Instructions to follow -
Nothing but the pictures should be left out when the entries below are duplicated.

Data excerpts -
-=-=-

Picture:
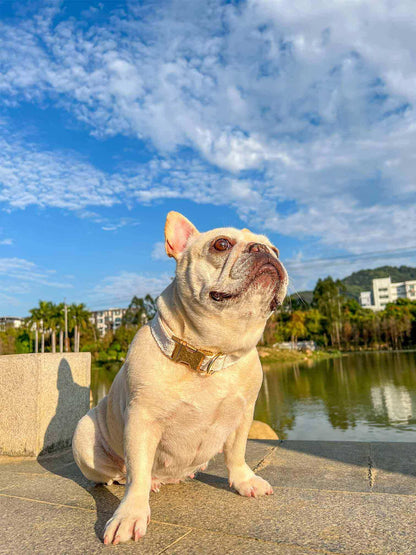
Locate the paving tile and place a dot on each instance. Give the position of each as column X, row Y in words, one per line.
column 209, row 542
column 320, row 465
column 31, row 527
column 394, row 467
column 348, row 522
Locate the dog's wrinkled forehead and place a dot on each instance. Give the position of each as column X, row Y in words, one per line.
column 239, row 237
column 181, row 236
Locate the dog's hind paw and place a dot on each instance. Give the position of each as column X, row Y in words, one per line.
column 254, row 487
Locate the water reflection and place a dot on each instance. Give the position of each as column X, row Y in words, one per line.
column 370, row 396
column 364, row 397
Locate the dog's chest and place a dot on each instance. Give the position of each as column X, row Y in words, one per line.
column 198, row 426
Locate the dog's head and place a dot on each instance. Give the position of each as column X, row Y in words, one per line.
column 225, row 271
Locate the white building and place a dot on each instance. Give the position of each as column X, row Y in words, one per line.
column 10, row 322
column 384, row 291
column 109, row 319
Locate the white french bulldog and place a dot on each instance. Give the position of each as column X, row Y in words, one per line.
column 191, row 377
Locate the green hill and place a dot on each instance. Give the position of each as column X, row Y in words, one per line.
column 362, row 281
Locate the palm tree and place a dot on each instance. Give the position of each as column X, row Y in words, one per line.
column 44, row 315
column 79, row 318
column 34, row 321
column 56, row 322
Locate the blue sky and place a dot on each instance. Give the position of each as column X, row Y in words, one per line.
column 294, row 119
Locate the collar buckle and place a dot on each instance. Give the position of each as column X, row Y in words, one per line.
column 185, row 354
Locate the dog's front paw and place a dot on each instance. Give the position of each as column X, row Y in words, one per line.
column 254, row 487
column 127, row 522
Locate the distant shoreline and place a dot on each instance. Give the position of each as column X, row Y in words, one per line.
column 272, row 355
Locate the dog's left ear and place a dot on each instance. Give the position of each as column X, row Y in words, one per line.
column 178, row 231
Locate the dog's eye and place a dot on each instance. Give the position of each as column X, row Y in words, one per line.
column 222, row 244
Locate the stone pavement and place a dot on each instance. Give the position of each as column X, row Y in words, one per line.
column 330, row 497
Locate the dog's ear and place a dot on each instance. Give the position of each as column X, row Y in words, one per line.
column 178, row 231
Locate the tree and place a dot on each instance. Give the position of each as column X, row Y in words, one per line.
column 57, row 323
column 296, row 326
column 34, row 321
column 328, row 297
column 140, row 310
column 79, row 318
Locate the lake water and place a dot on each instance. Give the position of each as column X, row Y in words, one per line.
column 358, row 397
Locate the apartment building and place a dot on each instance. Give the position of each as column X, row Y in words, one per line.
column 109, row 319
column 384, row 291
column 10, row 322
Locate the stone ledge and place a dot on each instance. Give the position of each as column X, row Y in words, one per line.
column 42, row 397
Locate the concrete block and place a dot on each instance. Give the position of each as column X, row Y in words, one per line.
column 42, row 397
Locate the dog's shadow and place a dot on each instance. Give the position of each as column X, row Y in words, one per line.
column 106, row 502
column 60, row 460
column 56, row 456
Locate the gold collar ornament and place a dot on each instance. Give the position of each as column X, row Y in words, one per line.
column 180, row 351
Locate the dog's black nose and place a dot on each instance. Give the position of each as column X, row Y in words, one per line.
column 257, row 247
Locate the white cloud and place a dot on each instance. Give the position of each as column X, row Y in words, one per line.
column 159, row 252
column 316, row 101
column 18, row 274
column 304, row 270
column 118, row 290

-=-=-

Output of the task -
Picture:
Locate the paving tile and place a dot on each instance. Give the position of each as column X, row Y in words, one per line.
column 209, row 542
column 320, row 465
column 31, row 527
column 394, row 467
column 348, row 522
Locate the dog's wrinkled forehead and place a dot on each instance. Give the position of each as column X, row Y in words, one per line.
column 239, row 237
column 181, row 236
Locate the dog's hind paw and place a dot on each instance. Give the position of each as column X, row Y in words, one per line.
column 254, row 487
Locate the water reflection and place a dot on each instance. Give the position of each as column X, row Y in words, one per line.
column 370, row 396
column 364, row 397
Locate the dog's chest and place a dot on each instance. Give the position of each as column X, row Y in words, one per line.
column 198, row 426
Locate the dog's head and place a dot on each instance. Give the position of each as column X, row Y in words, one per line.
column 225, row 271
Locate the white building and place a dot on each instance. Give the position of each as column X, row Y in words, one per line.
column 10, row 322
column 384, row 291
column 109, row 319
Locate the white french bulldog and place a dot on each instance. Give the position of each as column X, row Y in words, one per line.
column 191, row 377
Locate the green hill and place a dot on each instance. Give the position of each as column X, row Y in words, one per line.
column 362, row 281
Locate the palm tree and place a dot on each instance. Give the position of each as column X, row Y in words, one per line.
column 44, row 315
column 79, row 318
column 34, row 321
column 56, row 322
Locate the blue sky and place a dot on each instance. Give the position of each as column X, row Y in words, one per line.
column 294, row 119
Locate the collar buckle and place a dot on each instance. Give the position of each as column X, row Y in words, one per line.
column 185, row 354
Locate the dog's front paw and place a dot on each instance. Give the position of each as column X, row Y in words, one per line.
column 254, row 487
column 127, row 522
Locate the distant shoreline and place a dot on each instance. Give the position of each as column X, row Y in words, one per line.
column 272, row 355
Locate the dog's left ear and place a dot on each instance. Give the position of each as column X, row Y in words, one per line.
column 178, row 231
Locate the dog's eye and place a dot on each instance. Give the position of each as column X, row Y in words, one per line.
column 222, row 244
Locate the stone pavement and place a dot on each instance. Give the position of each as column X, row Y in words, one per line.
column 330, row 497
Locate the dog's ear and place a dot on each instance. Give the position of each as column X, row Y in words, one per line.
column 178, row 231
Locate the tree and place a dot on each instance. Give the position of each as column X, row Y in words, one per line.
column 57, row 323
column 296, row 326
column 34, row 321
column 328, row 297
column 140, row 310
column 79, row 318
Locate the lake water and place a dot on each instance. Give the position of each as column X, row Y in words, one per line.
column 358, row 397
Locate the apartment building and place a dot on each instance. Give the position of each as column X, row Y in words, one per line.
column 109, row 319
column 384, row 291
column 10, row 322
Locate the stone ledge and place a dot on each instance. Give the position of each as column X, row Y in words, one per line.
column 42, row 397
Locate the concrete block and place a dot on each instance. Give the position of each as column X, row Y in words, one per line.
column 42, row 397
Locate the dog's shadow and place a dot on each instance. Give the position of each as column X, row Y in words, one per line.
column 106, row 502
column 60, row 460
column 56, row 456
Locate the gold collar ornament and place a dot on each instance. Give the position of each as column X, row Y in words, one per line.
column 180, row 351
Locate the dog's black nose and place a dot on each instance. Give the position of each as column X, row Y in words, one per line.
column 257, row 247
Locate the white cloud and place a dot on each instance. Give the position of each as column X, row Y in words, one per line.
column 159, row 252
column 316, row 101
column 18, row 274
column 304, row 270
column 118, row 290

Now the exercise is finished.